# EXCERPT PROVIDED
===============

Computational Biology & Data Mining
Our group develops and applies methods that integrate data at different levels of molecular biology, to investigate biological questions, including the function of genes and proteins and the mechanisms that control cell identity or cause disease. Our projects often overlap, both in terms of the resources and methods they use. For example, we develop data mining methods that associate keywords to therapeutic drugs, which we can then apply to the interpretation of profiles of gene expression. In a different project, we created particular phylogenetic analyses of protein families that we can then use to study the evolution of the human protein interaction network. By being carried out within the same group, our projects benefit from and complement each other.
Study of protein interaction networks
One of our recent lines of work on protein-protein interactions (PPIs) regards the study of the topological properties of PPI networks. The topologies of many networks, including the PPI network, can be modelled using hyperbolic geometry, a space whose mathematical properties naturally lead to the emergence of network scale invariance and strong clustering. Such networks can be generated by adding new nodes and connecting them according to two variables: node popularity and node similarity. To create such a network in hyperbolic space, nodes can appear sequentially at random positions in a disk with a radius proportional to the number of nodes already generated and they can then be connected if they are close (modelling similarity). Older nodes in this model are closer to the centre of the disk and to the rest of the nodes in the network, thus attracting more connections (modelling popularity). We will be using such maps for the prediction of links between proteins and to study network evolution (Figure 1).

===============

# TASK INSTRUCTIONS
A - Using the group description, explain in one to three sentences why older nodes in the hyperbolic network model attract more connections.
B - According to the group description, what two variables determine how new nodes are connected when such networks are generated?
C - Write out everything in the group description from "Computational Biology &" down to "complement each other.".
The listing that comes next is separate material, unrelated to the group description.

===============

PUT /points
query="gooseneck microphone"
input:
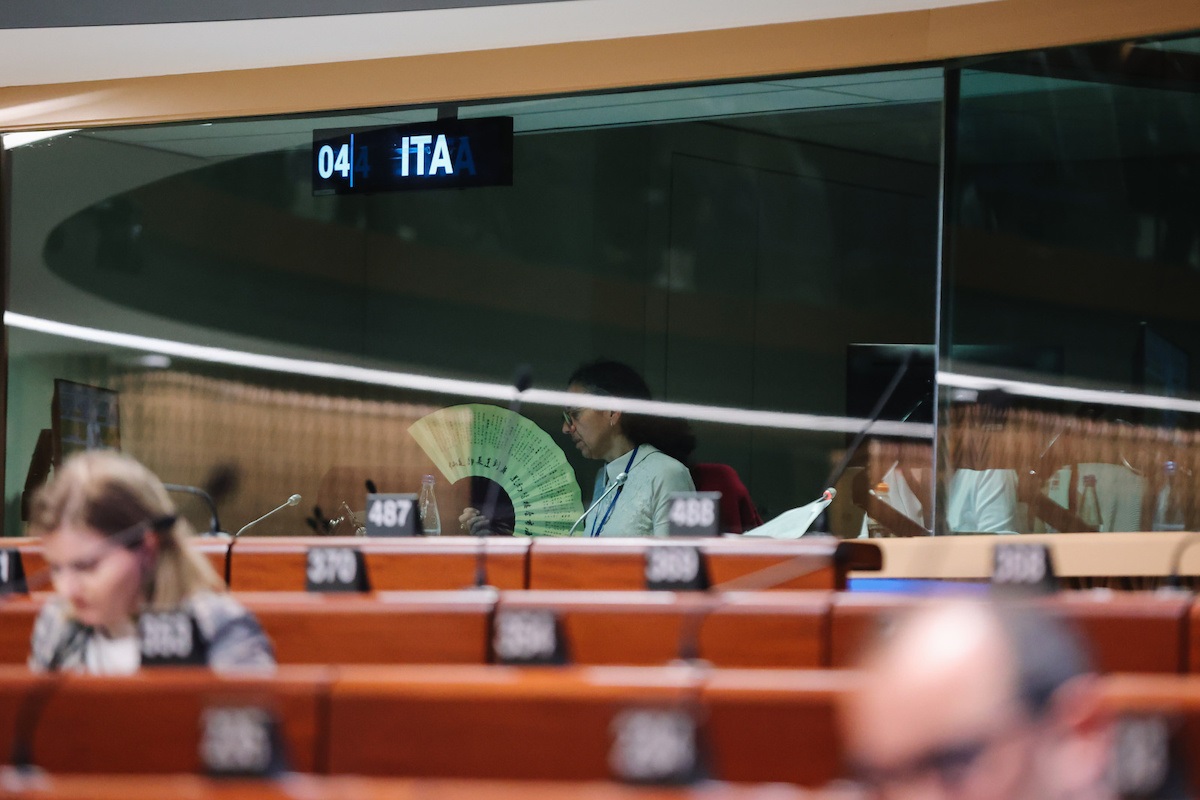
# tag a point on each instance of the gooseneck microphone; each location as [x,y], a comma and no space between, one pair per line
[616,485]
[291,501]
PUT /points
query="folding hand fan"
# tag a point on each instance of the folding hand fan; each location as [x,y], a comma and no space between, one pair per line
[469,440]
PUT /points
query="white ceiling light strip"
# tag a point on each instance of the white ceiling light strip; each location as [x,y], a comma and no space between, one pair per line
[1072,394]
[779,420]
[29,137]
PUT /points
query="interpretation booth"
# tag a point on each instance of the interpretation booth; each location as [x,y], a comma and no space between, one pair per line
[574,391]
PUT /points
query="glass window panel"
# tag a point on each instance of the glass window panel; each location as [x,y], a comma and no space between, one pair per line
[735,244]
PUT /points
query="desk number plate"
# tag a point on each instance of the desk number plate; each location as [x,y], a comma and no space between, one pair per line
[336,569]
[695,513]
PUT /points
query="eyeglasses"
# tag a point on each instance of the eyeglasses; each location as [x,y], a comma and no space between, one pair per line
[951,765]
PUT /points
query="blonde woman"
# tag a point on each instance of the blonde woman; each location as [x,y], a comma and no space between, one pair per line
[115,548]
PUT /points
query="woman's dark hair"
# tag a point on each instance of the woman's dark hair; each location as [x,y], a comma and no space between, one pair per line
[616,379]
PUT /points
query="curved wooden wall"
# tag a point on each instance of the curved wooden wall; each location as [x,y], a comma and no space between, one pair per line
[828,44]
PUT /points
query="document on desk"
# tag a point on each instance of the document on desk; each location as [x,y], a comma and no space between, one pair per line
[795,523]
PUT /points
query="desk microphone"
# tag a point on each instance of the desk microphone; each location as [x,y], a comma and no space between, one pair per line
[522,380]
[617,483]
[291,501]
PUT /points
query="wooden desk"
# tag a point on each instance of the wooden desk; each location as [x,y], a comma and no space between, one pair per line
[1137,555]
[151,722]
[621,563]
[385,627]
[497,722]
[1137,632]
[37,576]
[17,615]
[277,563]
[784,629]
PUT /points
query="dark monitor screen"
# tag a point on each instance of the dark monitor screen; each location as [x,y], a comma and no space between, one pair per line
[869,372]
[83,417]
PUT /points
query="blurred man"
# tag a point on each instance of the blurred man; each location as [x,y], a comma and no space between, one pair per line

===============

# EXERCISE RESULTS
A - Older nodes lie closer to the centre of the disk and to the rest of the network's nodes, so they draw more connections. This is how the model represents node popularity.

B - Node popularity and node similarity.

C -
Computational Biology & Data Mining
Our group develops and applies methods that integrate data at different levels of molecular biology, to investigate biological questions, including the function of genes and proteins and the mechanisms that control cell identity or cause disease. Our projects often overlap, both in terms of the resources and methods they use. For example, we develop data mining methods that associate keywords to therapeutic drugs, which we can then apply to the interpretation of profiles of gene expression. In a different project, we created particular phylogenetic analyses of protein families that we can then use to study the evolution of the human protein interaction network. By being carried out within the same group, our projects benefit from and complement each other.